# Task details:
The data must be returned in full, with no character altered.

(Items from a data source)
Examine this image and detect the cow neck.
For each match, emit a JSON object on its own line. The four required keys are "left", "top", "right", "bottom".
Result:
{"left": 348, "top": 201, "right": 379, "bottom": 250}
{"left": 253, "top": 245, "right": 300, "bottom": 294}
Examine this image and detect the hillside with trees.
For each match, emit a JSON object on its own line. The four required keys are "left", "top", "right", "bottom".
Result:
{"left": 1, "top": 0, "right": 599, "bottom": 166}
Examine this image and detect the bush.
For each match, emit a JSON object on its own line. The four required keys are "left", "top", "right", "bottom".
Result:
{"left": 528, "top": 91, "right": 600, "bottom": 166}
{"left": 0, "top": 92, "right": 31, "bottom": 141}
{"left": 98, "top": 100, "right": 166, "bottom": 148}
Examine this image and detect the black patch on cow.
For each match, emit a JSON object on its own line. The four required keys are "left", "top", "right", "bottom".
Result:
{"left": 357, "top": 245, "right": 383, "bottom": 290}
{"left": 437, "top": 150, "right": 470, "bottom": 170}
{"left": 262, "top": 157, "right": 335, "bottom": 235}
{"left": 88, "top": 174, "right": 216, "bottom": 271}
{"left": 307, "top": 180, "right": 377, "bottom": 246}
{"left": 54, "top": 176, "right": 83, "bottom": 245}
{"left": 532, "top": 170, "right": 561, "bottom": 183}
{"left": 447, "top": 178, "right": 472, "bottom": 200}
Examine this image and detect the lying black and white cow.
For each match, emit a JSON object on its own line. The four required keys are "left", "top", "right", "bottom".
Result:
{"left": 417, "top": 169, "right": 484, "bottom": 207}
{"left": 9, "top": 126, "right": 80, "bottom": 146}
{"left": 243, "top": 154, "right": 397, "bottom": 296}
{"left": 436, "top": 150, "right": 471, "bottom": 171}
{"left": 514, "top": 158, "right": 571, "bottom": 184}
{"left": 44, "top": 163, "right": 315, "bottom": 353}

# Worked solution:
Examine this image and detect the cow neck.
For each match, emit a JSON object on its own line. The four required keys are "left", "top", "right", "bottom".
Result:
{"left": 348, "top": 201, "right": 379, "bottom": 250}
{"left": 253, "top": 245, "right": 300, "bottom": 294}
Examine this image and detect the hillside with trees.
For each match, emit a JSON object on its own line. The four required keys are "left", "top", "right", "bottom".
Result:
{"left": 1, "top": 0, "right": 599, "bottom": 166}
Examine this image and detect the bush.
For each match, emit a JSON object on its own line. The four required keys are "left", "top", "right", "bottom".
Result:
{"left": 528, "top": 91, "right": 600, "bottom": 166}
{"left": 0, "top": 92, "right": 31, "bottom": 141}
{"left": 98, "top": 100, "right": 166, "bottom": 148}
Examine this image and detect the black patch on cow.
For each match, emit a JSON object on its own line. The four required keys are "left", "top", "right", "bottom".
Result:
{"left": 357, "top": 245, "right": 383, "bottom": 290}
{"left": 437, "top": 150, "right": 470, "bottom": 170}
{"left": 262, "top": 157, "right": 335, "bottom": 235}
{"left": 88, "top": 174, "right": 216, "bottom": 271}
{"left": 307, "top": 180, "right": 377, "bottom": 246}
{"left": 54, "top": 176, "right": 83, "bottom": 245}
{"left": 532, "top": 170, "right": 561, "bottom": 183}
{"left": 447, "top": 178, "right": 472, "bottom": 200}
Examine this image and detect the lying black and white cow.
For each match, emit a JSON object on its own line. The four required keys are "left", "top", "right", "bottom".
Result:
{"left": 417, "top": 169, "right": 484, "bottom": 207}
{"left": 9, "top": 126, "right": 80, "bottom": 146}
{"left": 243, "top": 154, "right": 397, "bottom": 296}
{"left": 436, "top": 150, "right": 471, "bottom": 171}
{"left": 514, "top": 158, "right": 571, "bottom": 184}
{"left": 44, "top": 163, "right": 315, "bottom": 353}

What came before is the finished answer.